**Passage to read**

On his recent trip through the Hashemite Kingdom of Jordan, Outlook editor Jack Haberer arranged an exclusive interview in the royal palace in Amman with His Royal Highness Prince El Hassan Bin Talal.
He is the brother of the late King Hussein and is uncle to the present monarch, King Abdullah II. Prince Hassan served for 35 years as the crown prince of Jordan.
Prince Hassan was educated in Amman, then in England, where he earned two degrees at Oxford. He is fluent in Arabic, English, French, and German and has a working knowledge of Turkish and Spanish, and has studied Hebrew at the Hebrew University.
Among his many areas of service, he is a member of the International Board of the Council on Foreign Relations, moderator of the World Conference of Religions for Peace, president of the Board of Directors for the Center for Peace Studies and Conflict Resolution. He established the Islamic Scientific Academy and the Hashemite Aid and Relief Agency. He also is the 2008 recipient of The Abraham Geiger Award, named for the great liberal thinker of Judaism in the 19th century. It was conferred upon the prince for being a voice for global sustainability, reconciliation, and inter-religious understanding. He is the founding director of the Royal Institute of Inter-faith Studies and a leading thinker in bringing peace and reconciliation between Muslims, Christians, and Jews.
JH: Your Royal Highness, Jordan sits adjacent to the Occupied Palestinian Territories, Syria, Iraq, and Saudi Arabia, and just a short distance from Lebanon and Egypt. Yet this kingdom is known as the Switzerland of the Middle East. How is it that Jordan stands out as such a place of peace in a region that is known for its conflicts?

**Recorded information**

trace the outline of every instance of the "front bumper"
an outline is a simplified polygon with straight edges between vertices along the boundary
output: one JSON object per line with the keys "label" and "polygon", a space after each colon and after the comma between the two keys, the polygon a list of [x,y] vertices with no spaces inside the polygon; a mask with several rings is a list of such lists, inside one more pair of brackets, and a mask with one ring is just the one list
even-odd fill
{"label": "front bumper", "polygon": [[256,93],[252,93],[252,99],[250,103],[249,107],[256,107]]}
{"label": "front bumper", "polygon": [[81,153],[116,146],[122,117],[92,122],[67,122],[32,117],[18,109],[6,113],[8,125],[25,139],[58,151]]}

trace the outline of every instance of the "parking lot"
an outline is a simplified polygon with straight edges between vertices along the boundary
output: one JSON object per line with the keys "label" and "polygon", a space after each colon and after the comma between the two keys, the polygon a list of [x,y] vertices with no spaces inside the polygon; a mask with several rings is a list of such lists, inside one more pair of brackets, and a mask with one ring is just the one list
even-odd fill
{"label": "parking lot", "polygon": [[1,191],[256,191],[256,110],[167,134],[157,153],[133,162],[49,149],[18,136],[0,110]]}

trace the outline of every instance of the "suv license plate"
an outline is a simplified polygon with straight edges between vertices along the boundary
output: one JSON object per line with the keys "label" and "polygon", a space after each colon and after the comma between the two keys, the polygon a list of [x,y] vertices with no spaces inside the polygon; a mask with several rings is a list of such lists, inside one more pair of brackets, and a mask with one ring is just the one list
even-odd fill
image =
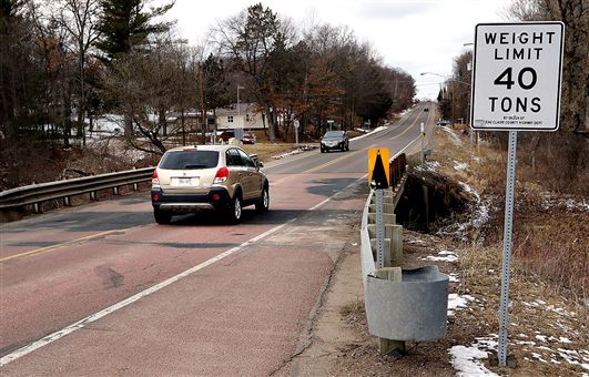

**Parts of the exercise**
(A) Using the passage on Prince Hassan, answer each question:
(i) For how many years did Prince Hassan serve as crown prince of Jordan?
(ii) At which institution did he study Hebrew?
(iii) What award did he receive in 2008?
(B) Summarize the passage on Prince Hassan in two sentences.

**Results in order**
(A)
(i) 35 years
(ii) The Hebrew University
(iii) The Abraham Geiger Award

(B) Prince El Hassan Bin Talal, brother of the late King Hussein and uncle to King Abdullah II, served for 35 years as crown prince of Jordan, was educated in Amman and at Oxford, and is fluent in Arabic, English, French, and German. He holds numerous roles devoted to peace and inter-religious understanding, received the 2008 Abraham Geiger Award, and was interviewed in the royal palace in Amman by Outlook editor Jack Haberer, who opened by asking how Jordan stands out as a place of peace in a region known for its conflicts.